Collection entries
------------------------------------
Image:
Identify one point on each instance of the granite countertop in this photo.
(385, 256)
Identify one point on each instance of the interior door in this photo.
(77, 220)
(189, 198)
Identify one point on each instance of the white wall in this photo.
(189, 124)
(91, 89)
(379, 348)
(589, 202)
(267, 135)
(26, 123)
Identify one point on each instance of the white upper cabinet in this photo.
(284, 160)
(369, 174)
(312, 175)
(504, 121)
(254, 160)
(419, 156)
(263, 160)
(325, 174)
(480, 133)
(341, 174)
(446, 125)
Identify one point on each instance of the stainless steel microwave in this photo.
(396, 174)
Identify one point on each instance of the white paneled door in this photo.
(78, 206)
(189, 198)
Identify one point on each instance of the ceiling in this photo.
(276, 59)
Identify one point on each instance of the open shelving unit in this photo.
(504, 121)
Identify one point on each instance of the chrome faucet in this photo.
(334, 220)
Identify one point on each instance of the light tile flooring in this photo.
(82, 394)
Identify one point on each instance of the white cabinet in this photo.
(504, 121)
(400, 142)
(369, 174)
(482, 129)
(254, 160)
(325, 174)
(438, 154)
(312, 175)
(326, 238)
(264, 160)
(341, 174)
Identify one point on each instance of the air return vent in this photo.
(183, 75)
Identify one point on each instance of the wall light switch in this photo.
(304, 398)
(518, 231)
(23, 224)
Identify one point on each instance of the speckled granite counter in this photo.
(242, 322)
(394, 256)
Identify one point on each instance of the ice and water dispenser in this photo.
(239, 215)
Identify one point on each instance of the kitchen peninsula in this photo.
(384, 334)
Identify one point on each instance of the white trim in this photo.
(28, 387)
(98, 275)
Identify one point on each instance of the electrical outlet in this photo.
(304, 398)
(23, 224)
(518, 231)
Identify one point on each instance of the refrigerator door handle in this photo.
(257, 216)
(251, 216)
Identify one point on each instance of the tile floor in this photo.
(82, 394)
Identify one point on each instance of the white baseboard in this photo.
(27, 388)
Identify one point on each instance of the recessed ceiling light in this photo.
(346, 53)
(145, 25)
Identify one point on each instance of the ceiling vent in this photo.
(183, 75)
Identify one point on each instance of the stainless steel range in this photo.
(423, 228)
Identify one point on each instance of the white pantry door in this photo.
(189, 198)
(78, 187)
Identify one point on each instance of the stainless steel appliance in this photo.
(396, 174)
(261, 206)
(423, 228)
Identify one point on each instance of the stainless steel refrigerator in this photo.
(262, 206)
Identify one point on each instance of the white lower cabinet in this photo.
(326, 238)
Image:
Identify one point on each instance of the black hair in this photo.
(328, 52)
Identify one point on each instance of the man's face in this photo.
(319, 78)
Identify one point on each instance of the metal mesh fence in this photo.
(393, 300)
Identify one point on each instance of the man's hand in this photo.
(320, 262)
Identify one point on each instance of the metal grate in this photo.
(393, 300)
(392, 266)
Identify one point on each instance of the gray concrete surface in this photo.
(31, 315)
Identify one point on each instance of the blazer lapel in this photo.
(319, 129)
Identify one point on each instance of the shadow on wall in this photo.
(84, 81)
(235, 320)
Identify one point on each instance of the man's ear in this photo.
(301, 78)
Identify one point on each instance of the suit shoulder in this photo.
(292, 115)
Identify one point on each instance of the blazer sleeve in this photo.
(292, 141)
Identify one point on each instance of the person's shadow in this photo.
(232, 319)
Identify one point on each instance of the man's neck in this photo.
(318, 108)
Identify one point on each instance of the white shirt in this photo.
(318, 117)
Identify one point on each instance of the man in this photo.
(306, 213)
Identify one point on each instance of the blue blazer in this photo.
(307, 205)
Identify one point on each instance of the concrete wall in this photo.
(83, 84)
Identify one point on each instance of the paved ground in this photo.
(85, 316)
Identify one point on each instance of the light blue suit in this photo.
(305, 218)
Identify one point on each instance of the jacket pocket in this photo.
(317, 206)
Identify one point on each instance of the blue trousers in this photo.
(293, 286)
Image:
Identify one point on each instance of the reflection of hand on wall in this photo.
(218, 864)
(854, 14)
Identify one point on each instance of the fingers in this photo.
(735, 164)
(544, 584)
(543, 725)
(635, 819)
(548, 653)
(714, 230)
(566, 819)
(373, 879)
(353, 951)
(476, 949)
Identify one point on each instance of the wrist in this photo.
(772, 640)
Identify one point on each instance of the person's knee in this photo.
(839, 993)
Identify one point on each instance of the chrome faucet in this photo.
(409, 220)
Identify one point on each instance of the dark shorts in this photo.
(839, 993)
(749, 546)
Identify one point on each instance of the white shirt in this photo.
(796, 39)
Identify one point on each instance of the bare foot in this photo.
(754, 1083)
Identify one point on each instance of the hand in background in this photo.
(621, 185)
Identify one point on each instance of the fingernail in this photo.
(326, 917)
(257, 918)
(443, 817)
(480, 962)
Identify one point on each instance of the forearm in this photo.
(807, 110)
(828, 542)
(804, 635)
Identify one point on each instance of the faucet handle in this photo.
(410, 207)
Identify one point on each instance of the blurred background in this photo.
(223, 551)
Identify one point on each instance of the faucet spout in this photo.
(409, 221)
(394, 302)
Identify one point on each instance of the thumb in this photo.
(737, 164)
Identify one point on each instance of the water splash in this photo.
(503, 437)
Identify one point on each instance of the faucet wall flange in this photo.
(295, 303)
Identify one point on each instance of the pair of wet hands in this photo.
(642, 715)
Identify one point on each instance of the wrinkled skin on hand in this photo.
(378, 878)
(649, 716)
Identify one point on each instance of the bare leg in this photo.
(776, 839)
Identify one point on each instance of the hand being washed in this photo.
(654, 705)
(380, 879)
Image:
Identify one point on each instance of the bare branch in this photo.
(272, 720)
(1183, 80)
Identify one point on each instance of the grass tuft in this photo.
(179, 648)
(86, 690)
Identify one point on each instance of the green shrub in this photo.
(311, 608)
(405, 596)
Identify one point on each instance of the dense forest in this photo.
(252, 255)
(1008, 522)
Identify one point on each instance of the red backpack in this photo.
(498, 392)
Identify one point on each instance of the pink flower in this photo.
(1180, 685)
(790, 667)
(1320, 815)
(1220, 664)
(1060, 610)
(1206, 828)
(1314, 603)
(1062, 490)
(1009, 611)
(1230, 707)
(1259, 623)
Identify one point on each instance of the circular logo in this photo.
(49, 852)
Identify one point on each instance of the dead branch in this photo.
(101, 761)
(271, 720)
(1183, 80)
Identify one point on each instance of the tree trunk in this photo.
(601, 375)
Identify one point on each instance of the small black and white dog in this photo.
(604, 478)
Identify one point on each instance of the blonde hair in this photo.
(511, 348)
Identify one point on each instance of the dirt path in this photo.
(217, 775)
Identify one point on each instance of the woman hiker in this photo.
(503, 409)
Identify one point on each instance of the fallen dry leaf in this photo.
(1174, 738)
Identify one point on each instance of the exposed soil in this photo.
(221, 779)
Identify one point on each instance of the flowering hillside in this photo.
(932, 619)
------------------------------------
- WRITTEN TASK
All of the entries above must be quoted exactly.

- SOLUTION FOR THIS PROBLEM
Image:
Identify one point on each instance of the granite countertop in this photo.
(385, 256)
Identify one point on each instance of the interior door in this photo.
(77, 220)
(189, 198)
Identify one point on each instance of the white wall in this photo.
(189, 124)
(91, 89)
(379, 348)
(589, 202)
(267, 135)
(26, 123)
Identify one point on each instance of the white upper cabinet in this photo.
(284, 160)
(369, 174)
(312, 175)
(504, 121)
(254, 160)
(419, 156)
(263, 160)
(325, 174)
(480, 133)
(341, 174)
(446, 125)
Identify one point on each instance of the stainless steel microwave in this photo.
(396, 174)
Identify one point on each instance of the white paneled door in this photo.
(78, 206)
(189, 198)
Identify one point on each instance of the ceiling in this photo.
(276, 59)
Identify one point on each instance of the open shelving unit in this photo.
(504, 121)
Identify one point on each instance of the chrome faucet in this photo.
(334, 220)
Identify one point on each instance of the light tile flooring in this photo.
(82, 394)
Identify one point on each instance of the white cabinet in this photo.
(504, 121)
(400, 142)
(369, 174)
(482, 129)
(254, 160)
(325, 174)
(438, 154)
(312, 175)
(326, 238)
(264, 160)
(341, 174)
Identify one point on each instance of the air return vent in this photo.
(183, 75)
Identify one point on each instance of the wall light switch in this photo.
(304, 398)
(518, 231)
(23, 224)
Identify one point on each instance of the speckled granite counter in this photo.
(242, 322)
(394, 256)
Identify one point on each instance of the ice and water dispenser in this photo.
(239, 215)
Identify one point on each instance of the kitchen peninsula in this photo.
(384, 334)
Identify one point on each instance of the white trim in this photo.
(28, 387)
(98, 275)
Identify one point on each instance of the electrical outlet in this photo.
(304, 398)
(23, 224)
(518, 231)
Identify one point on each instance of the refrigerator door handle in this photo.
(257, 216)
(251, 216)
Identify one point on each instance of the tile floor in this photo.
(82, 394)
Identify one point on each instance of the white baseboard in this photo.
(27, 388)
Identify one point on each instance of the recessed ceiling light in this photo.
(346, 53)
(145, 25)
Identify one point on each instance of the ceiling vent in this photo.
(183, 75)
Identify one point on each instance of the stainless steel range in this photo.
(423, 228)
Identify one point on each instance of the white pantry door in this photo.
(189, 198)
(78, 187)
Identify one point on each instance of the stainless steel appliance in this photo.
(396, 174)
(261, 206)
(423, 228)
Identify one point on each instance of the stainless steel refrigerator in this photo.
(262, 206)
Identify one point on each instance of the white lower cabinet in this photo.
(326, 238)
Image:
Identify one point on each instance of the black hair in this photo.
(328, 52)
Identify one point on each instance of the man's face in this photo.
(319, 78)
Identify one point on each instance of the metal mesh fence in this photo.
(393, 300)
Identify one point on each instance of the man's hand in this photo.
(320, 262)
Identify one point on each instance of the metal grate in this photo.
(393, 300)
(392, 266)
Identify one point on each instance of the gray concrete surface in this photo.
(31, 315)
Identify one point on each instance of the blazer lapel in this photo.
(319, 129)
Identify one point on each instance of the shadow on wall in this photo.
(84, 81)
(235, 320)
Identify one point on each instance of the man's ear in this photo.
(301, 78)
Identify one point on each instance of the suit shoulder in this photo.
(292, 115)
Identify one point on each instance of the blazer sleeve in this photo.
(292, 141)
Identify one point on each instance of the person's shadow in this photo.
(232, 319)
Identify one point on each instance of the man's neck in this photo.
(318, 108)
Identify one point on each instance of the white shirt in this photo.
(318, 117)
Identify one point on each instance of the man in this photo.
(306, 213)
Identify one point on each instance of the blue blazer in this photo.
(307, 205)
Identify one point on each instance of the concrete wall in this photo.
(83, 84)
Identify one point on each instance of the paved ground in this photo.
(85, 316)
Identify one point on each instance of the light blue suit in this photo.
(305, 218)
Identify one point on each instance of the jacket pocket in this photo.
(317, 206)
Identify one point on each instance of the blue trousers in this photo.
(293, 286)
Image:
Identify one point on each instance of the reflection of hand on wall in this photo.
(218, 864)
(854, 14)
Identify one point on each instance of the fingers in this photo.
(735, 164)
(544, 584)
(543, 725)
(635, 819)
(548, 653)
(714, 230)
(566, 819)
(373, 879)
(353, 951)
(476, 949)
Identify one point on each instance of the wrist in this photo.
(772, 640)
Identify one point on each instance of the person's knee in this photo.
(839, 993)
Identify one point on each instance of the chrome faucet in this photo.
(409, 220)
Identify one point on each instance of the dark shorts in this photo.
(839, 993)
(749, 546)
Identify one point on each instance of the white shirt in this photo.
(796, 39)
Identify one point on each instance of the bare foot in this photo.
(754, 1083)
Identify one point on each instance of the hand in background in this photo.
(621, 185)
Identify one point on each instance of the fingernail in this photo.
(326, 917)
(257, 918)
(443, 817)
(480, 962)
Identify one point on each instance of the forearm in this photo.
(807, 110)
(828, 542)
(804, 635)
Identify one point on each instance of the faucet handle in this photo.
(410, 207)
Identify one point on each instance of the blurred background in this photo.
(223, 551)
Identify one point on each instance of the faucet spout in this photo.
(409, 221)
(394, 302)
Identify one point on each instance of the thumb in this photo.
(737, 164)
Identify one point on each instance of the water splash in this photo.
(503, 437)
Identify one point on each instance of the faucet wall flange in this photo.
(295, 303)
Identify one point on each instance of the pair of wet hands in this photo.
(642, 715)
Identify one point on each instance of the wrinkled skin on hand in this photo.
(378, 878)
(649, 716)
Identify one point on each instance of the bare leg in this photo.
(776, 839)
Identify one point on each instance of the hand being washed in this photo.
(654, 705)
(380, 879)
Image:
Identify one point on each instance of the bare branch in this photo.
(272, 720)
(1183, 80)
Identify one point on each instance of the grass tuft in this photo.
(179, 648)
(86, 690)
Identify one point on each instance of the green shrub in this photo.
(311, 608)
(405, 596)
Identify one point on each instance of the dense forest in this photo.
(252, 255)
(1008, 522)
Identify one point on each instance of the red backpack in this photo.
(498, 392)
Identify one point on each instance of the pink flower in this photo.
(1180, 685)
(790, 667)
(1320, 815)
(1220, 664)
(1060, 610)
(1206, 828)
(1314, 603)
(1062, 490)
(1009, 611)
(1230, 707)
(1259, 623)
Identify one point on each instance of the circular logo in this photo.
(49, 852)
Identify one point on each instance of the dead branch in this photo.
(101, 761)
(271, 720)
(1183, 80)
Identify one point on each instance of the tree trunk in this photo.
(601, 375)
Identify one point on each instance of the small black and white dog in this photo.
(604, 478)
Identify one point on each instance of the blonde hair in this photo.
(511, 348)
Identify one point on each instance of the dirt path in this photo.
(217, 775)
Identify one point on each instance of the woman hiker in this photo.
(503, 409)
Identify one point on each instance of the fallen dry leaf in this photo.
(1174, 738)
Identify one point on each instance of the exposed soil in this photo.
(221, 779)
Identify one point on each instance of the flowering hillside in this photo.
(932, 619)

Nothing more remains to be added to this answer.